* Problem to solve: Write out the data below exactly as given, without any of its pictures.

(Pointing dataset excerpts)
■ ■ ■ ■
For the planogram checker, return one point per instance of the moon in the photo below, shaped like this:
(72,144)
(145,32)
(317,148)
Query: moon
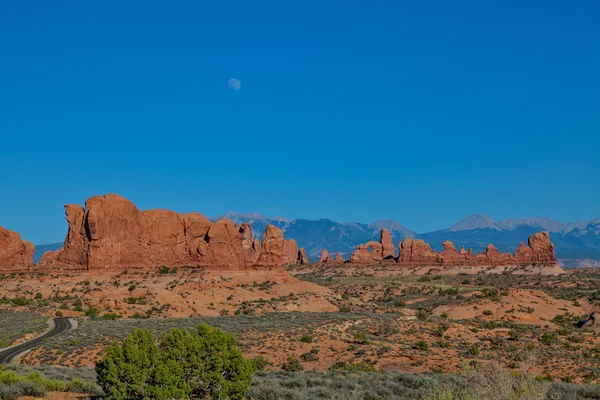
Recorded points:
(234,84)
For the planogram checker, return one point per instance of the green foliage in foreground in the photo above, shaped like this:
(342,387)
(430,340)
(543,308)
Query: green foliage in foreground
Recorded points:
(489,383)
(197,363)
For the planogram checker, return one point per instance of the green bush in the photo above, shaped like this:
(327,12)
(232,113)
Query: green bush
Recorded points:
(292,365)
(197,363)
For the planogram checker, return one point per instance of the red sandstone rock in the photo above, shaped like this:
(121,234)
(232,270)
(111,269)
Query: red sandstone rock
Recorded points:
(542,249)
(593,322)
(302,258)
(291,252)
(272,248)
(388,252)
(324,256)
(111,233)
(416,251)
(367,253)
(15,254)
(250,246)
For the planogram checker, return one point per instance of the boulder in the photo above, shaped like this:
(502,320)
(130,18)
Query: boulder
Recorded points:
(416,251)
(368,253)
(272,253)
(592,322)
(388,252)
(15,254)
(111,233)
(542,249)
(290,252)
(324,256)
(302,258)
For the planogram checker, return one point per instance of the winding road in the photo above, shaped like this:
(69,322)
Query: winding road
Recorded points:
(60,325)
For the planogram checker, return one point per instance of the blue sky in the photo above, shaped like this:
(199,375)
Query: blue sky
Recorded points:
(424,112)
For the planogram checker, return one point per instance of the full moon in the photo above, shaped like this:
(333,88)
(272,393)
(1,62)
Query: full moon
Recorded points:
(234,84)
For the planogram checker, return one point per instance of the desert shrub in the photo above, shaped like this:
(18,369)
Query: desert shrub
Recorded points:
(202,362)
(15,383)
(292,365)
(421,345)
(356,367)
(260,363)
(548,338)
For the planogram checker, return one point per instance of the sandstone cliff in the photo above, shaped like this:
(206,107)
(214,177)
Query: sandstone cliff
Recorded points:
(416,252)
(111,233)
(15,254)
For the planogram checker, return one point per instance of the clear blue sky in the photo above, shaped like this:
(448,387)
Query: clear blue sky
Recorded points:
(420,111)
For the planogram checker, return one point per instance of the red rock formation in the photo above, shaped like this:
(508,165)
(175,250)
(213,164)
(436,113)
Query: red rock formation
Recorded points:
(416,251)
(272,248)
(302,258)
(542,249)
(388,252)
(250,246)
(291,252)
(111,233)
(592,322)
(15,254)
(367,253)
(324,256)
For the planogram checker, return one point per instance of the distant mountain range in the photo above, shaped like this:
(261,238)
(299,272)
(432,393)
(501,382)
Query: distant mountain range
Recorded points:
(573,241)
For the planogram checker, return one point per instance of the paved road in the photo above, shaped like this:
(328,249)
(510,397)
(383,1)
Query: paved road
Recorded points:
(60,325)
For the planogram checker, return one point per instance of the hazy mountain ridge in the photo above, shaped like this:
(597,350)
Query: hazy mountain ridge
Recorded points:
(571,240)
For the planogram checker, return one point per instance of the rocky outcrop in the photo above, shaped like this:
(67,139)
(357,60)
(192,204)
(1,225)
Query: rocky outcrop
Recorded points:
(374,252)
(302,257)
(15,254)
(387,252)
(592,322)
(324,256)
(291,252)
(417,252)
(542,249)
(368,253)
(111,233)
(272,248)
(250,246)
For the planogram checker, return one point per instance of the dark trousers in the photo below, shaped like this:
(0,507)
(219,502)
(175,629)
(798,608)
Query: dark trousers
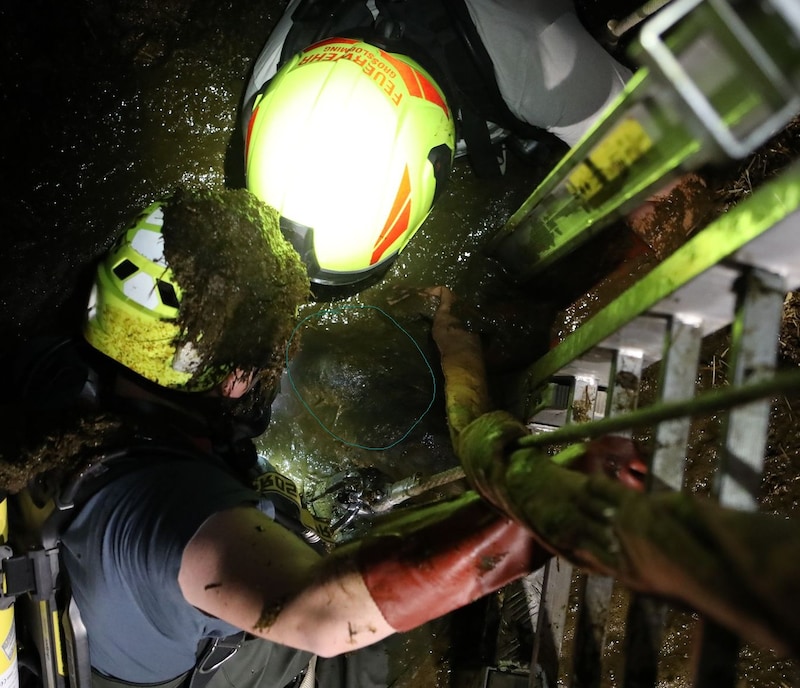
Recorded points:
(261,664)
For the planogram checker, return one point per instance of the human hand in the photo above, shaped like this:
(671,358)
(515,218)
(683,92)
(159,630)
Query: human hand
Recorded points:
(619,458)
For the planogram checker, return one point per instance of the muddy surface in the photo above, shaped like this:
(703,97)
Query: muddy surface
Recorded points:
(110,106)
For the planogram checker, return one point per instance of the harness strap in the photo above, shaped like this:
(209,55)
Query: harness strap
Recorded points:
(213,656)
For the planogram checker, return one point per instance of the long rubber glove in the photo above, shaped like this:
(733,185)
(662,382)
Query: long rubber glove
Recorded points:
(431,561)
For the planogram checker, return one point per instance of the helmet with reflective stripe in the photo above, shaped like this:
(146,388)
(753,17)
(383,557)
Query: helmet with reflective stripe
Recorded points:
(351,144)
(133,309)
■ ■ ■ ■
* Written solution:
For the planogram checker, return one point per instance of the moon in the photo below, shaped like this:
(72,144)
(145,32)
(317,148)
Query: moon
Recorded points:
(234,84)
For the planogram checker, return one point per instance of the green foliage in foreground in the photo above, shaped like this:
(342,387)
(430,340)
(543,308)
Query: green foliage in foreground
Recorded points:
(489,383)
(197,363)
For the planogram checker, return one point per instance of the green bush in the photo above, shaped like this:
(327,12)
(232,113)
Query: green bush
Recorded points:
(292,365)
(197,363)
For the planogram checker, return one point per instance of the red sandstone rock in the photo above, shaped like this:
(121,234)
(232,270)
(111,269)
Query: red sandstone rock
Recorded points:
(542,249)
(593,322)
(302,258)
(291,252)
(272,248)
(388,252)
(324,256)
(111,233)
(416,251)
(367,253)
(15,254)
(250,246)
For the planogram checker, return one point per instance of the boulder in the photo above, shaped like this:
(502,320)
(130,18)
Query: boulder
Recorded points:
(416,251)
(368,253)
(272,253)
(592,322)
(388,252)
(15,254)
(111,233)
(542,249)
(290,252)
(324,256)
(302,258)
For the planogram checker, return one point per instance of the winding road in the photo above, shaped like this:
(69,322)
Query: winding road
Recorded points:
(60,325)
For the planogram checker, return one point per instance of the blue sky in the photo above, shaped like this:
(199,375)
Query: blue sky
Recorded points:
(424,112)
For the planogram checker, return one point per instance of the full moon in the photo above, shaped like this:
(333,88)
(272,393)
(1,62)
Query: full moon
Recorded points:
(234,84)
For the planogram checker, return one point per instance of the desert shrub in the photo above, shaped like this:
(18,369)
Query: desert shrub
Recorded points:
(202,362)
(15,383)
(292,365)
(421,345)
(356,367)
(260,363)
(548,338)
For the planogram checker, return one point per instance of the sandstone cliff in the photo above, shaped like this:
(206,107)
(214,177)
Query: sandstone cliff
Recorded points:
(416,252)
(111,233)
(15,254)
For the planogram checker, return one point per instance of the clear blue sky in the photo above, shaped like this:
(448,387)
Query: clear blue sky
Recorded points:
(420,111)
For the planogram checker, return one point per instance of the red rock formation in the photo above, shaped like this:
(508,165)
(175,250)
(213,164)
(436,113)
Query: red rock formation
Recorded points:
(416,251)
(272,248)
(302,258)
(542,249)
(388,252)
(250,246)
(291,252)
(111,233)
(592,322)
(15,254)
(367,253)
(324,256)
For the planogram checker, return one point per instance of the distant mountain range in the photo above, shaped like this:
(261,238)
(299,272)
(432,393)
(501,382)
Query: distant mountain range
Recorded points:
(573,241)
For the planogram checker, return one point per instance of the paved road in the photo above, shaped like this:
(328,249)
(510,397)
(383,1)
Query: paved road
Recorded points:
(60,325)
For the planogram checker, return one point per instance of the hazy mountain ridge in the photo above, shaped like this:
(597,350)
Query: hazy mountain ridge
Recorded points:
(571,240)
For the planogram checker, return one point per instance of the rocky outcrop in the photo above, shaped like this:
(67,139)
(357,60)
(192,204)
(1,225)
Query: rocky outcrop
Recorded points:
(374,252)
(302,257)
(15,254)
(387,252)
(592,322)
(324,256)
(291,252)
(417,252)
(542,249)
(368,253)
(111,233)
(272,248)
(250,246)
For the planogram checker, return one point per instance of the dark trousers in the photo below, shaped like this:
(0,507)
(219,502)
(175,629)
(798,608)
Query: dark trousers
Recorded points:
(261,664)
For the planogram checker, return one point per instance of the human hand in the photo above, shaped like this:
(671,358)
(515,218)
(683,92)
(159,630)
Query: human hand
Recorded points:
(619,458)
For the planogram checker, return one point per instance of the muddy surface in the photo above, shaped like this:
(703,97)
Query: muddy surface
Recorded points:
(110,106)
For the planogram checker, return one point per instance of the harness strap in the photo above, shaped like this:
(209,55)
Query: harness strap
Recorded points:
(213,656)
For the planogram checker, return one point per instance of the long rubber glove in the photo above, shaped like this:
(733,185)
(662,382)
Query: long rubber glove
Recorded points:
(431,561)
For the planogram checker, return one point per instance of the helmet with reflective stripe in the photo above, shaped like this:
(146,388)
(753,17)
(383,557)
Query: helmet with reflective stripe
Recorded points:
(351,144)
(133,309)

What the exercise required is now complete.